WORK TO COMPLETE: All records are to be retyped faithfully and completely.
[Start of SOURCE MATERIAL]
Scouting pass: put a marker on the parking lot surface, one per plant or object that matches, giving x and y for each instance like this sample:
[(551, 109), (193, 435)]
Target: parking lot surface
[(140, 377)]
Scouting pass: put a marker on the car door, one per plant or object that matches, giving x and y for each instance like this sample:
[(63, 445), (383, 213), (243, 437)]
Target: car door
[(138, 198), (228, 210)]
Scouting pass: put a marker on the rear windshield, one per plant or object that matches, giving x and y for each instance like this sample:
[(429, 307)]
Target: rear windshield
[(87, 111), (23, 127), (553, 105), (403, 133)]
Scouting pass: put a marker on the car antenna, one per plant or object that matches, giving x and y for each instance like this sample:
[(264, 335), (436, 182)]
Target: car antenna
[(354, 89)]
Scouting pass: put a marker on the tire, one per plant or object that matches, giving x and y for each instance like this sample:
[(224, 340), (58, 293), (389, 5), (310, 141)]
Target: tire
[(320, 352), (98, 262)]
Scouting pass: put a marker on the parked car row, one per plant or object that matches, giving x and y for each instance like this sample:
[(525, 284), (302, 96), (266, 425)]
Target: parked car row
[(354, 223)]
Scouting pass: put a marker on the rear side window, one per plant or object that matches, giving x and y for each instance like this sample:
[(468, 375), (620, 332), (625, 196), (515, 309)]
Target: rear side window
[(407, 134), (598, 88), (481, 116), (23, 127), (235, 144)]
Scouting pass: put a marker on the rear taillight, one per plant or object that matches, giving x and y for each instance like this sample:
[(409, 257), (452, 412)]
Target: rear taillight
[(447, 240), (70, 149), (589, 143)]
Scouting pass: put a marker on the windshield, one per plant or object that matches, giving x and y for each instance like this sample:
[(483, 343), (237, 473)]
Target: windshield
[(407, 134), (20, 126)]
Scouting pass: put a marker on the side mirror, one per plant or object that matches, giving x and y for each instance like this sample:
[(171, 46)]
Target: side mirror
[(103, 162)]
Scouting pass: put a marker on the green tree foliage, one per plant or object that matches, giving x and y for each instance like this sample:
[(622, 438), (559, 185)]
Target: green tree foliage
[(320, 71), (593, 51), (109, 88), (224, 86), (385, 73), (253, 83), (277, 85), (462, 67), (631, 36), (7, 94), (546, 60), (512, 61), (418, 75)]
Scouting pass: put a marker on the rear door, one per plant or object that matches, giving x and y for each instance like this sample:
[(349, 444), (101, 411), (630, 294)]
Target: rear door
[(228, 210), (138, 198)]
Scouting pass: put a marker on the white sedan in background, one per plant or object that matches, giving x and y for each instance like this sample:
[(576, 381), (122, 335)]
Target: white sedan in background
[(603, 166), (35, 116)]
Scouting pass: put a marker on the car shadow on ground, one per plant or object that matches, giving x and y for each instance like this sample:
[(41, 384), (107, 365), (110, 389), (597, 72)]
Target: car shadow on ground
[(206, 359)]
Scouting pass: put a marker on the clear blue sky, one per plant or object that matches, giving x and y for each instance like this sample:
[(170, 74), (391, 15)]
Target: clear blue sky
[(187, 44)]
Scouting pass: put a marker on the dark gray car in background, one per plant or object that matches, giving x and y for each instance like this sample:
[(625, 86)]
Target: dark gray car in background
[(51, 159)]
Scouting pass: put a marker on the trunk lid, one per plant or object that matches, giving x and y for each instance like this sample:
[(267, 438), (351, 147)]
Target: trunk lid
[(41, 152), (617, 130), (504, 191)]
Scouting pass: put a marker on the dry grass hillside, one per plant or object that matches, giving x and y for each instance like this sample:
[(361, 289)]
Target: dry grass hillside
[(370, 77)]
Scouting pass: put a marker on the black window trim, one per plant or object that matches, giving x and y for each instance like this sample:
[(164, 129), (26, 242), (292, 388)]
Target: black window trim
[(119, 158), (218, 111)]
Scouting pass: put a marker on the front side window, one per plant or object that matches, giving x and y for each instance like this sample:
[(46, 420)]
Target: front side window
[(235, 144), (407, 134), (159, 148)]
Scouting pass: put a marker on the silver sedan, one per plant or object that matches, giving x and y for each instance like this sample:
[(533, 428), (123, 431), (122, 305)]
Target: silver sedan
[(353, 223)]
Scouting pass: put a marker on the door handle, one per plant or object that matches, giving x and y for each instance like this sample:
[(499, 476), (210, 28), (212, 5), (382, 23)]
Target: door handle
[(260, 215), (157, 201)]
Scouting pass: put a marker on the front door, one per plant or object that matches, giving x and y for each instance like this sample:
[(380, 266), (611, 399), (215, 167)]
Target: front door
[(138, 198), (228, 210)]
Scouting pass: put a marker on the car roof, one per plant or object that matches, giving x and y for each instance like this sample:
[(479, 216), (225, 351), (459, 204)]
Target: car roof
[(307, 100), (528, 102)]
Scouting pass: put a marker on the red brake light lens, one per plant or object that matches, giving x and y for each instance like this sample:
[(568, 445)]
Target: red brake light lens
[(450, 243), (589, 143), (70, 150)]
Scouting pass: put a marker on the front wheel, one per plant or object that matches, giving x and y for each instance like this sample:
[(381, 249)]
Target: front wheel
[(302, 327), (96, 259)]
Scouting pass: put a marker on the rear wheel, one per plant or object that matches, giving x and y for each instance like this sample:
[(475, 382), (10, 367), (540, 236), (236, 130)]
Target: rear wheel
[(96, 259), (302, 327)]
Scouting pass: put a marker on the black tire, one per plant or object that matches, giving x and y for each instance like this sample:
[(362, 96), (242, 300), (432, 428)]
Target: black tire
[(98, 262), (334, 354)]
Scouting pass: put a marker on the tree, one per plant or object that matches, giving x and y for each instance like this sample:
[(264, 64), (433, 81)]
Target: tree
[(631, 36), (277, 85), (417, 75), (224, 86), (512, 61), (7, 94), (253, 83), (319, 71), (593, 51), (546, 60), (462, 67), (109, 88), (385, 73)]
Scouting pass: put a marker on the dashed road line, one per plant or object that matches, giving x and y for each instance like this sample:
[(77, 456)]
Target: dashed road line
[End of SOURCE MATERIAL]
SOLUTION TO THIS PROBLEM:
Scouting pass: put a marker on the parking lot surface, one per plant or object that matches, giving x and y for each instance like this sample:
[(551, 109), (193, 435)]
Target: parking lot surface
[(140, 377)]
Scouting pass: put a marker on the car door, one per plant or object that matches, giving x and y for each instance like this sample:
[(63, 445), (383, 213), (243, 437)]
Target: car door
[(138, 198), (228, 210)]
Scouting pass: put a marker on the rear windshield, one per plant or object that matches, giving x and y for each instance like this sample:
[(429, 307)]
Target: rear windshield
[(87, 111), (23, 127), (553, 105), (403, 133)]
Scouting pass: put a marker on the car antenna, one per plant or object that matches, giving x and y for each instance like this sample:
[(264, 335), (436, 182)]
Target: car antenna
[(354, 89)]
Scouting pass: put a marker on the tire, one per plant or object that matches, giving x and y for each instance like this sample:
[(224, 340), (58, 293), (389, 5), (310, 141)]
Target: tire
[(320, 352), (98, 262)]
Scouting pass: put a marker on the parked car row, one per plant or object that matches, giving x and y for each instance like this sample:
[(525, 284), (302, 96), (266, 425)]
Target: parked car row
[(354, 223)]
Scouting pass: put a marker on the rear side window, one per plant or object that matches, giving x and y for each instance like this sample:
[(468, 375), (620, 332), (625, 196), (515, 309)]
Target: rear side window
[(407, 134), (598, 88), (481, 116), (23, 127), (235, 144)]
Scouting pass: put a marker on the rear taillight, one per plant or object that matches, giving x and y for each instance like this sample:
[(409, 257), (452, 412)]
Target: rear taillight
[(447, 240), (70, 149), (589, 143)]
Scouting pass: put a marker on the windshield, one per plant or object that matches, giving x and y for each instance like this sample:
[(483, 343), (237, 473)]
Target: windshield
[(407, 134), (20, 126)]
Scouting pass: put a marker on the side mirror, one per plant or object that matches, giving x and y for each instance like this sample:
[(171, 46)]
Target: side mirror
[(103, 162)]
Scouting pass: put a marker on the green tree foliage, one per plant or object that matches, giving x and y for each instance like this sample:
[(622, 438), (559, 185)]
Target: green tree foliage
[(320, 71), (593, 51), (109, 88), (224, 86), (385, 73), (253, 83), (277, 85), (462, 67), (631, 36), (7, 94), (546, 60), (512, 61), (418, 75)]
Scouting pass: put a marker on the rear door, one per plant or object that matches, giving x and y for each instance like this sample:
[(349, 444), (101, 411), (630, 294)]
Target: rear door
[(228, 210), (138, 198)]
Scouting pass: put a marker on the white sedan in background, one per plant or object that matches, giving x and y for each instance like this sample:
[(576, 381), (122, 335)]
Target: white sedan in background
[(603, 166), (35, 116)]
Scouting pass: put a marker on the car shadow on ground, one per plant or object that matches, giving x and y for each instance like this sample:
[(41, 384), (107, 365), (110, 389), (597, 72)]
Target: car shadow on ground
[(206, 359)]
Scouting pass: put a marker on the clear blue sky, one per plant or object that matches, giving x and y for each instance like this sample:
[(170, 74), (391, 15)]
Target: clear blue sky
[(187, 44)]
Scouting pass: put a marker on the dark gray car in background, one per plant or object that matches, giving x and y for each instance like this sample:
[(625, 86)]
Target: dark gray car in background
[(51, 159)]
Scouting pass: put a marker on the trunk lid, one per plant or object that matches, giving x and y for each instance like this sample:
[(267, 438), (351, 147)]
Target: trunk lid
[(41, 152), (617, 130), (504, 191)]
Scouting pass: put a marker on the dry grass hillside, one per plant or object that matches, giving x and y for each instance like this sample:
[(361, 289)]
Target: dry grass hillside
[(370, 77)]
Scouting pass: put a marker on the black window trim, one per plant or object that matches, giving x and y for each instance like this sample:
[(164, 129), (26, 242), (292, 388)]
Target: black window trim
[(119, 158), (218, 111)]
Scouting pass: put a marker on the front side window, one per plant or object that matches, giving x and y for each instance like this sample:
[(46, 420)]
Target: front side window
[(235, 144), (407, 134), (159, 148)]
Scouting pass: put a marker on the silver sedan, one per plant or object that matches, giving x and y for each instance like this sample:
[(533, 428), (123, 431), (122, 305)]
Target: silver sedan
[(353, 223)]
Scouting pass: put a marker on the door handle, one per plant or object that matches, giving x and y for each instance like this sample:
[(499, 476), (210, 28), (212, 5), (382, 23)]
Target: door handle
[(260, 215), (157, 201)]
Scouting pass: put a marker on the front door, one per plant or object that matches, giving x and y for each instance like this sample:
[(380, 266), (611, 399), (215, 167)]
Target: front door
[(138, 198), (228, 210)]
Scouting pass: put a marker on the car roof, one per plant or object that matches, giving x and y for each instance like this sample:
[(479, 216), (225, 351), (459, 204)]
Target: car roof
[(307, 100), (528, 102)]
Scouting pass: put a marker on the red brake light lens, one per plant or object that matches, giving x and y for each instance like this sample:
[(568, 445)]
Target: red brake light lens
[(450, 243), (589, 143), (70, 150)]
Scouting pass: put a marker on the front wheel, one per plant or object that matches, giving x and y for each instance like this sample:
[(381, 249)]
Target: front wheel
[(302, 327), (96, 259)]
Scouting pass: put a marker on the rear wheel, one per plant or object that matches, giving x and y for each instance like this sample:
[(475, 382), (10, 367), (540, 236), (236, 130)]
Target: rear wheel
[(96, 259), (302, 327)]
Scouting pass: put a marker on the black tire, one per plant or object that matches, giving x and y for each instance like this sample:
[(362, 96), (242, 300), (432, 428)]
Target: black tire
[(98, 262), (334, 354)]
Scouting pass: put a marker on the tree, one per plant or object that matches, giving x and y for each instance like this sample:
[(264, 64), (433, 81)]
Target: tree
[(631, 36), (277, 85), (417, 75), (224, 86), (512, 61), (7, 94), (253, 83), (319, 71), (593, 51), (546, 60), (462, 67), (109, 88), (385, 73)]
Scouting pass: put a marker on the dashed road line, one per plant or object that matches, giving x and y for each instance like this sample:
[(77, 456)]
Target: dashed road line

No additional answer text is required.